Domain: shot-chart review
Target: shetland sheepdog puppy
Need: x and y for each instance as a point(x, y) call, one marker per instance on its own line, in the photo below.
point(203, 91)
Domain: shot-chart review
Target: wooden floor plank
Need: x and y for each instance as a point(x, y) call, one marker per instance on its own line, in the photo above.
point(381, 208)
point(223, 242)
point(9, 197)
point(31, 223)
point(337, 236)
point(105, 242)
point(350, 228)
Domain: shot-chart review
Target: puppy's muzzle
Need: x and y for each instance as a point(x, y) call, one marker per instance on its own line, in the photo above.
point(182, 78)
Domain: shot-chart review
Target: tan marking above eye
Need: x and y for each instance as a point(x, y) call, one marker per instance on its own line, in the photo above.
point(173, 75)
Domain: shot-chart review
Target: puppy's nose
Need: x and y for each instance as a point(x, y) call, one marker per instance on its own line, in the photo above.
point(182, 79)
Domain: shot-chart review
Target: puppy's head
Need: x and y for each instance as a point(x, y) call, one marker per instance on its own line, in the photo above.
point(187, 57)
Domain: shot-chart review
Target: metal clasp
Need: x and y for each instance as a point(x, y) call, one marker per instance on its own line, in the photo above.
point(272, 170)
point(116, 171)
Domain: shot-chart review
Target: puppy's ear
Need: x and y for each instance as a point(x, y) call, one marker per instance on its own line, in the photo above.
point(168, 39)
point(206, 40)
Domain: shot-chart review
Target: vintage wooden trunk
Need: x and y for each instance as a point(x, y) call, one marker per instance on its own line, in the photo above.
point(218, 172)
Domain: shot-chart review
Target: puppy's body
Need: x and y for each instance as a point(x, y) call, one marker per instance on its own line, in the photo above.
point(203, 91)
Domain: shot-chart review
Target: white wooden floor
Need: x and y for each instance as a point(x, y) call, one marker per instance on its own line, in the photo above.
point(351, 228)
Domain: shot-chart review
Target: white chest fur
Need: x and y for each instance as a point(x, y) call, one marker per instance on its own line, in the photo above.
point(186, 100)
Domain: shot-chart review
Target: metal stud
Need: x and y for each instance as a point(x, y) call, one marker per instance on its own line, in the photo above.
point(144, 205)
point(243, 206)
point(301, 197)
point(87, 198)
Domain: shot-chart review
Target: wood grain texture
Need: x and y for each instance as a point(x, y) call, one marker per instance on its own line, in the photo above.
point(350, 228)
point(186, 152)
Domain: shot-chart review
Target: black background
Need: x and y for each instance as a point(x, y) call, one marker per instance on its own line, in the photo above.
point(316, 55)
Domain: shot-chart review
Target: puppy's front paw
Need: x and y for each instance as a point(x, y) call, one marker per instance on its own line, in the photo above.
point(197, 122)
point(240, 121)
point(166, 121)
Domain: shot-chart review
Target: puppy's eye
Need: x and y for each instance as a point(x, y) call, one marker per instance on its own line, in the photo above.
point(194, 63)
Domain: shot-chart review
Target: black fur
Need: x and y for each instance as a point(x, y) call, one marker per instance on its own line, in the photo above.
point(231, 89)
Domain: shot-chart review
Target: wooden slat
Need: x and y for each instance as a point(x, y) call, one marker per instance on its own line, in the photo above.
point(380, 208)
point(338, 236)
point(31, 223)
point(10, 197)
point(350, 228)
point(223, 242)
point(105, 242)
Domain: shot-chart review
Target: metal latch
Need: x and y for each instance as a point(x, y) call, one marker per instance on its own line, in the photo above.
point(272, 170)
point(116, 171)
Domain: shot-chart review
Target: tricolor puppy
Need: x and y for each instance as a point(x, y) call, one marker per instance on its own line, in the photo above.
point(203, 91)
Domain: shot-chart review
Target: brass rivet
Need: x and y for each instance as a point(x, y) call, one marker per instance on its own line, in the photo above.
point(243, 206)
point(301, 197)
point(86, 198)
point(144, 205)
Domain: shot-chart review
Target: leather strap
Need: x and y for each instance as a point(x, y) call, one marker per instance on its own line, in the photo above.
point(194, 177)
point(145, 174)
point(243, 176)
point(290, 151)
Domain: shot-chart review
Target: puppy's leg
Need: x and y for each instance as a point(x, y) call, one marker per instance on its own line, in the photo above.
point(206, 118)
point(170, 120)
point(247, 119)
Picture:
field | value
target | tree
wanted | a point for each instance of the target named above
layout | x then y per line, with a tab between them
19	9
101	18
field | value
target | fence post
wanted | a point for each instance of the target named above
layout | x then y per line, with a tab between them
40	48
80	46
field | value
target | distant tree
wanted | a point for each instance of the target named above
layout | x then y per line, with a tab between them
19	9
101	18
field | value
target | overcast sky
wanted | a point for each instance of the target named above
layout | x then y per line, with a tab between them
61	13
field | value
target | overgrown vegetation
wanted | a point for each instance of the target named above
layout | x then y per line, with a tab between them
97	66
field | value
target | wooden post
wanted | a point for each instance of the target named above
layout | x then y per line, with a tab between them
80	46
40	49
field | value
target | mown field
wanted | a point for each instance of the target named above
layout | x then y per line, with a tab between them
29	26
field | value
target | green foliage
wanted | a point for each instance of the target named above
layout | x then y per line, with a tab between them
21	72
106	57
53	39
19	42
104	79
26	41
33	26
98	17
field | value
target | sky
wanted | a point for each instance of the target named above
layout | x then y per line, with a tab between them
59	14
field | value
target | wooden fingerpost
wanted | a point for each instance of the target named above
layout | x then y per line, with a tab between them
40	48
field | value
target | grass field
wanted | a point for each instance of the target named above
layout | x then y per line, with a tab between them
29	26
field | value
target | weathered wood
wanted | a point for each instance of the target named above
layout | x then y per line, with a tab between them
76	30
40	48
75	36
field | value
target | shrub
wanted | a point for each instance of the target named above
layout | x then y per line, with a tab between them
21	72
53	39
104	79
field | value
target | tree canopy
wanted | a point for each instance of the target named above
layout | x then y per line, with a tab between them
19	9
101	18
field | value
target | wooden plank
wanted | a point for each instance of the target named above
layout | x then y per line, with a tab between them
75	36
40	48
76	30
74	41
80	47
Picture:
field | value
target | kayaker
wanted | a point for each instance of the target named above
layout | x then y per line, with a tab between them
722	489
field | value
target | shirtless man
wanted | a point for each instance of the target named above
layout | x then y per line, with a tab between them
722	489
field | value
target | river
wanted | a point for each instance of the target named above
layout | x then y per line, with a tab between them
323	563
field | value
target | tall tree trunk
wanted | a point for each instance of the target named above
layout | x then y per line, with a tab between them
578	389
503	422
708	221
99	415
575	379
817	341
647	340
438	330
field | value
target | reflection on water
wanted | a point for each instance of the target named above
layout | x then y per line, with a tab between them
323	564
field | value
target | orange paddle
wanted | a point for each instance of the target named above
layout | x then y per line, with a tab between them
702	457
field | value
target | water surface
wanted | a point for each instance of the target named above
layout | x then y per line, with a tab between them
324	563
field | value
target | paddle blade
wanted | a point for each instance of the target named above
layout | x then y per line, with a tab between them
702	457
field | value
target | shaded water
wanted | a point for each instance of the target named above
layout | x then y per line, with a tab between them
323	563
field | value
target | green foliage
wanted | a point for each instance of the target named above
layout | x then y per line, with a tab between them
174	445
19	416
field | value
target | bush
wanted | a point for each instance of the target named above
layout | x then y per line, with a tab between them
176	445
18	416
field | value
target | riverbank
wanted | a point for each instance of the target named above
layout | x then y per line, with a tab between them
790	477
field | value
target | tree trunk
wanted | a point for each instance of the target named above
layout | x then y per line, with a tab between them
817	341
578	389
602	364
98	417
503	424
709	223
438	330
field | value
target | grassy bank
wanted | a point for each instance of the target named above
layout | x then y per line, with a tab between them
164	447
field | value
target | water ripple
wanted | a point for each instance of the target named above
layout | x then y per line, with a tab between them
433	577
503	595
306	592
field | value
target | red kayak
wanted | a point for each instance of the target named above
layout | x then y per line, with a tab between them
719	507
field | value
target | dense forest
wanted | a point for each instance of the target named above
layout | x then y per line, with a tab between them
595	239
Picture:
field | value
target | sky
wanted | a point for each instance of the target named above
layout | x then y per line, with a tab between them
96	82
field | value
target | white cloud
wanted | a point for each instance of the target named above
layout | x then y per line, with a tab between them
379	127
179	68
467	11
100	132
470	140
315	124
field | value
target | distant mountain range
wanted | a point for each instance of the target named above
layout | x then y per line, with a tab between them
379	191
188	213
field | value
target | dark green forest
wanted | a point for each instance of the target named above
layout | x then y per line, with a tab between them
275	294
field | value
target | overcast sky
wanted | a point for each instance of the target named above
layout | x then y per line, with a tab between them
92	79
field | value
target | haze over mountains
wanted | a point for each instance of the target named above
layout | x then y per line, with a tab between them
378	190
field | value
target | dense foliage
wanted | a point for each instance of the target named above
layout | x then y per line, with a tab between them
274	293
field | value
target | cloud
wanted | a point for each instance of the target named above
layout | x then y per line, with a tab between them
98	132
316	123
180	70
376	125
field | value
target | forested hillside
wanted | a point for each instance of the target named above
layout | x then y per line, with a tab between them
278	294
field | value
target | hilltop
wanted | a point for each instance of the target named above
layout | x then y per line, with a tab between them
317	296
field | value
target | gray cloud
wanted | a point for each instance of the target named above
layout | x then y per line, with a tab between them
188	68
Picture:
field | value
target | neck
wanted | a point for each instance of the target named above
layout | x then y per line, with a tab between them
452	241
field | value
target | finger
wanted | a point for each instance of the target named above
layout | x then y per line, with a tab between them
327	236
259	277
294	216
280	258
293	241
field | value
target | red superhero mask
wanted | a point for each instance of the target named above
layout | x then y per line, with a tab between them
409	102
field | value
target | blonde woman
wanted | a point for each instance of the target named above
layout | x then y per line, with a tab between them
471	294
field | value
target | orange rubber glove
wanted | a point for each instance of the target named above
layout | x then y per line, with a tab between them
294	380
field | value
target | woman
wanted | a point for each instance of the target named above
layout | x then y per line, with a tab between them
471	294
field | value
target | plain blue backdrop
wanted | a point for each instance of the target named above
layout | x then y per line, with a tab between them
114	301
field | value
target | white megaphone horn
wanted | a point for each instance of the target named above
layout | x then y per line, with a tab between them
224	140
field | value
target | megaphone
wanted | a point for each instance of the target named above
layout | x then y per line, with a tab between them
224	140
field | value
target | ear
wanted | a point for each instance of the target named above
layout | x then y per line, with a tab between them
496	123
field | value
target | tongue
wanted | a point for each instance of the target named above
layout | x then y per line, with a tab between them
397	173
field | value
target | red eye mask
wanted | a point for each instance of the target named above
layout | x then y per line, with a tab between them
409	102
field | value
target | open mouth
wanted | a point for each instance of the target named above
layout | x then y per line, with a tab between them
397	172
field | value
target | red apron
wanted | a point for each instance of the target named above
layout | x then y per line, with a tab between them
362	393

[What the task requires] Give the number of lines in the data that include the string "paddle", please, and nothing else.

[Written response] 2